Work to do
1. According to the Madeira tasting notes, where can the 10-year-old wines be bought, and at what price?
2. Carry on the Madeira tasting notes from their final sentence.

## START Document section

We tasted through the range, from the dark, figgy flavours of a three-year-old Duke of Clarence (£12.49, Waitrose), through the lighter, dried fruit and caramel notes of five-year-old Alvada (£12.99 for 50cl, Waitrose) and then on to the 10 year old wines.
The 10-year-old Sercial was a delight. I had enjoyed it before lunch for its dry, nutty complexity and fresh, clean finish, but in the tasting it showed its balance and clear, citrus, mouth-cleansing style. This makes a perfect aperitif, served with salted almonds, smoked salmon or nibbles of ham. The 10-year-old Verdelho was deeper in colour, nuttier in style, richer and rounder, yet still with a freshness in flavour. This is a wine to enjoy chilled, pre-dinner or with cheese after dinner.
Bual has long been my favourite style of rich Madeira and the 10-year-old Bual did not disappoint. With layers of raisins, spice and toffee yet still fresh on the palate this needed fruit cake or a slice of Madeira’s traditional honey cake alongside. The Malmsey – as the wine made from Malvasia is known – is rich and concentrated with notes of Christmas cake and spice. All these 10-year-old wines are available from The Halifax Wine Co. at £18.50 for 50cl.
The real treat was the 1976 Terrantez made from an ancient grape variety which is gradually being rescued by Blandy’s. It has a salty, almost minerally edge with the fatness of Brazil nuts and a fine, elegant finish. Difficult to find in Yorkshire, it costs more than £100 a bottle.

## END Document section
## START Data excerpts

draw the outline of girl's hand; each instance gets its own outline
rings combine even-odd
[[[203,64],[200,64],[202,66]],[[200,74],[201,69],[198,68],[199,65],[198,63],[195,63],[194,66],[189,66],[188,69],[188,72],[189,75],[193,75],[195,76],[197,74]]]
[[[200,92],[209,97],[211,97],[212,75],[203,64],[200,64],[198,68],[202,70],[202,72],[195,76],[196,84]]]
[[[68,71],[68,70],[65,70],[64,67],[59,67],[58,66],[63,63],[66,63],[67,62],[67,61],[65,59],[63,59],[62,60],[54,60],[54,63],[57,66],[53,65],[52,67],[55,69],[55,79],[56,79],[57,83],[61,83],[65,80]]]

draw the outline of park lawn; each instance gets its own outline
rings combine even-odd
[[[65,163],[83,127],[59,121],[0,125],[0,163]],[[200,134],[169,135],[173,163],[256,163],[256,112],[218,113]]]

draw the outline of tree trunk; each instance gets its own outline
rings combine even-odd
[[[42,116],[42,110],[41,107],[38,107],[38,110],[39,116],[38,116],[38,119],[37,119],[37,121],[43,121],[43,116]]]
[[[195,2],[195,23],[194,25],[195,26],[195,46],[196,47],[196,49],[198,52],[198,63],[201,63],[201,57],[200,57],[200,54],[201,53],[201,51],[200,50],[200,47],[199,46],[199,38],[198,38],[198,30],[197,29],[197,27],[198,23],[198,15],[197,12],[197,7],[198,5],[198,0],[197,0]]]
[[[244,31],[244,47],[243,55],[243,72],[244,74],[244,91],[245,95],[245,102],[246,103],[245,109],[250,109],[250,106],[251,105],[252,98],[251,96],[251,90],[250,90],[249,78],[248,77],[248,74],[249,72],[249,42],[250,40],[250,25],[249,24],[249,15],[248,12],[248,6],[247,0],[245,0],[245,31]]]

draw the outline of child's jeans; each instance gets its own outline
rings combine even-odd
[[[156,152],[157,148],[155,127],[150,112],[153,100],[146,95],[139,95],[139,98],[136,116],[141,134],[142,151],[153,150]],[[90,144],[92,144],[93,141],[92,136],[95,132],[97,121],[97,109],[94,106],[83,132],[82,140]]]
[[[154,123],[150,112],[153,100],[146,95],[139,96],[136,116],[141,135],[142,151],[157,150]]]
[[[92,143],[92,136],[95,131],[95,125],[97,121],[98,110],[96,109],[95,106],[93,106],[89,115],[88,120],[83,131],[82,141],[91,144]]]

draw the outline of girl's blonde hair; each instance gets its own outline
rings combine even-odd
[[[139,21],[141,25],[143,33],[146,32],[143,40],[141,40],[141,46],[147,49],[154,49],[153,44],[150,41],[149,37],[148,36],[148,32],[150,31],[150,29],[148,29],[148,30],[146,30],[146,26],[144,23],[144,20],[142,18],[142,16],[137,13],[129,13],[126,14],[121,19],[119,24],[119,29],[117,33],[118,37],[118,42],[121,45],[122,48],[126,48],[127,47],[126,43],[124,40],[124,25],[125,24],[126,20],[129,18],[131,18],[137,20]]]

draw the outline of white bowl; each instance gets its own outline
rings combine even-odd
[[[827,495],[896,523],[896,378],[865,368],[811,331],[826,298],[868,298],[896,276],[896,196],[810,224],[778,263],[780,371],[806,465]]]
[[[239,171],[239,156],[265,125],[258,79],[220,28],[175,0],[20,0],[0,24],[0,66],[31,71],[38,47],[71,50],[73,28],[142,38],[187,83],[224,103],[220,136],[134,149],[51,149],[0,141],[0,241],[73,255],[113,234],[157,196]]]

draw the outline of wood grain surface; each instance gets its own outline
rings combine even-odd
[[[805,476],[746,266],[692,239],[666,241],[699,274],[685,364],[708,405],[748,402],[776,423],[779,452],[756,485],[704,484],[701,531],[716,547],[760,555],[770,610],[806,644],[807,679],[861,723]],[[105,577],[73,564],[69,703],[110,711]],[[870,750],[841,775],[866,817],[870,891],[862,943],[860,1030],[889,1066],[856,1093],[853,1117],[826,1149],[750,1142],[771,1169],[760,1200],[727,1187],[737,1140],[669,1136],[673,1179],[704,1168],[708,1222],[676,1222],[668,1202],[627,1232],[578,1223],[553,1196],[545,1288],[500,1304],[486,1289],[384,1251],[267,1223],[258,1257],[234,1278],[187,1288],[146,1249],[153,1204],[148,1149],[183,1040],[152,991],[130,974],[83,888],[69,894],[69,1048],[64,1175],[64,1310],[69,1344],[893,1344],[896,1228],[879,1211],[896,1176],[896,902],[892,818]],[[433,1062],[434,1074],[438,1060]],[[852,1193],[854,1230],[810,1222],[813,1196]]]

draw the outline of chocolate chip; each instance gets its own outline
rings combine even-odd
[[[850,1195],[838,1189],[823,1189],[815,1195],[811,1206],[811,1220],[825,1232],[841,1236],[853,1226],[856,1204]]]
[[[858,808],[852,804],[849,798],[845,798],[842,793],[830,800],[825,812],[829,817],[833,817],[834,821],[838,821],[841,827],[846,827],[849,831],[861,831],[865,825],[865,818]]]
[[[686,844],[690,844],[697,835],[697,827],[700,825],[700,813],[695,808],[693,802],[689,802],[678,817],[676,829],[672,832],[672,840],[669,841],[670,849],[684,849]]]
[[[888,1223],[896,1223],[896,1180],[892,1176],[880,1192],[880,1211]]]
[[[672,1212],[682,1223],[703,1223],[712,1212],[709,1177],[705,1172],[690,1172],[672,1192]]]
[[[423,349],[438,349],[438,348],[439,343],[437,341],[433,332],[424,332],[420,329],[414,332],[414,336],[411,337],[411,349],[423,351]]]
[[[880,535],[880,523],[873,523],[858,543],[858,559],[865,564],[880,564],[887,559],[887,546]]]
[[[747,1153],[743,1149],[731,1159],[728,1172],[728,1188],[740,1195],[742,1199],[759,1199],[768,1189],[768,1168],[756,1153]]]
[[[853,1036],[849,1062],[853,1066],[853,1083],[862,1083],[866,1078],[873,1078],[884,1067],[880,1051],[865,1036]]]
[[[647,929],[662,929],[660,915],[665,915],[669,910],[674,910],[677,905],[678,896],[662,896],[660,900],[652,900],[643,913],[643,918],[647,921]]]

## END Data excerpts

Response list
1. From The Halifax Wine Co., at £18.50 for 50cl.

2.
The way Blandy’s are rescuing the old grape varieties could be clearly seen when we headed next day for a tour of the island. With their supply of grapes in the hands of hundreds of small farmers, Blandys are gradually purchasing and leasing specific sites to ensure their supply of top-quality grapes. They are remaking the old terraces on the slopes, and planting classic grape varieties but also adding a few rows of the old varieties such as Terrantez and Bastardo.
If you are planning to escape the Yorkshire winter then Madeira, with its year-round sunshine, great wines and fantastic seafood, is a great place to go. Email me if you would like tips on where to stay and where to eat.
And a final word from Andrew Rees about the trip. “I actually had some help with the quiz from a friend, but he let me put my name on the entry form, so I won the trip. I wonder if he would like to share a glass or two of Madeira when we get back home?”